*Kumpulan Latihan*:
1) Tuliskan ulang bagian teks yang diberikan dari "Oleh: Poppy Fauziah" sampai "berpindah kepada suaminya.".
2) Menurut teks yang diberikan, berapa tahun tokoh "aku" dan suaminya menjalani LDM sebelum ia memutuskan ikut tinggal di perantauan?
3) Terjemahkan kalimat dari teks yang diberikan ini ke dalam bahasa Inggris: "Sementara Bapak terlihat tegar meski matanya berkaca-kaca."

Oleh: Poppy Fauziah
Wacana-edukasi.com — Kulihat butiran air mata terlihat menetes di ujung mata Ibu. Meski sesekali Ibu membalikkam badan sambil menyeka air matanya demi tak terlihat olehku, aku merasakan sebuah perpisahan yang pilu. Sementara Bapak terlihat tegar meski matanya berkaca-kaca.
Ya, hari itu, tepat bulan syawal 1438 H adalah saat itu kuputuskan untuk mengikuti suami tinggal di perantauan setelah empat tahun kami menjalani LDM (Long Distance Marriage). Orang tuaku sadar betul anak perempuan yang telah menikah, tidak ada hak bagi mereka untuk tetap menahannya. Bahkan ketaatannya pun berpindah kepada suaminya.
Berat rasanya aku pergi meninggalkan Ibu dan Bapak berdua, mengingat usia mereka sudah di atas 60 tahun. Ibu kini sering kali terbaring lemah akibat penyakit komplikasi yang dideritanya. Bapak juga sering mengalami sesak napas karena beliau memiliki penyakit asma. Ditambah lagi dengan cuaca di Bandung Selatan yang tak jarang mencapai 12-14° C bila musim dingin tiba, sehingga sering kali dapat dipastikan penyakit mereka kambuh.

*Data Tercatat*:

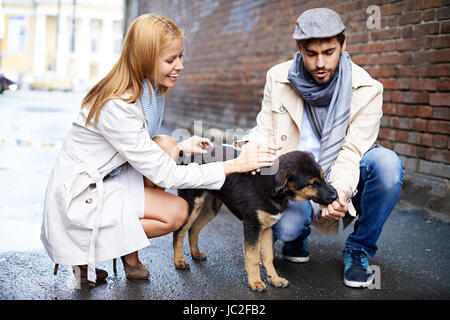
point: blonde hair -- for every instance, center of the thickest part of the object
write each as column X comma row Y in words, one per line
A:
column 147, row 35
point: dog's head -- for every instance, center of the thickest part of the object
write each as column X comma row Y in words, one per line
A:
column 302, row 178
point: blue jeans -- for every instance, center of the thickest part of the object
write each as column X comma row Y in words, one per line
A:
column 380, row 180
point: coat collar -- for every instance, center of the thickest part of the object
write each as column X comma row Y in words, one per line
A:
column 360, row 77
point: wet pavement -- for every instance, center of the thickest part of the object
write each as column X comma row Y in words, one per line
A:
column 412, row 260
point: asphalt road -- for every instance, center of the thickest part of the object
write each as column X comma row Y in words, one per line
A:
column 413, row 255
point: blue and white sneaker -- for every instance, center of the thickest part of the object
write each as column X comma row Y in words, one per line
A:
column 357, row 273
column 296, row 251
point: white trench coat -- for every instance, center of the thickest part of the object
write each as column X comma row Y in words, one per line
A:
column 88, row 220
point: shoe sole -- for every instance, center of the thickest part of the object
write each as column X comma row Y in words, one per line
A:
column 297, row 259
column 358, row 284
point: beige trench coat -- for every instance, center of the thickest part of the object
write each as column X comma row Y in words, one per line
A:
column 88, row 220
column 280, row 119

*Kunci Jawaban*:
1)
Oleh: Poppy Fauziah
Wacana-edukasi.com — Kulihat butiran air mata terlihat menetes di ujung mata Ibu. Meski sesekali Ibu membalikkam badan sambil menyeka air matanya demi tak terlihat olehku, aku merasakan sebuah perpisahan yang pilu. Sementara Bapak terlihat tegar meski matanya berkaca-kaca.
Ya, hari itu, tepat bulan syawal 1438 H adalah saat itu kuputuskan untuk mengikuti suami tinggal di perantauan setelah empat tahun kami menjalani LDM (Long Distance Marriage). Orang tuaku sadar betul anak perempuan yang telah menikah, tidak ada hak bagi mereka untuk tetap menahannya. Bahkan ketaatannya pun berpindah kepada suaminya.

2) Empat tahun.

3) Meanwhile, Father looked composed, even though his eyes were brimming with tears.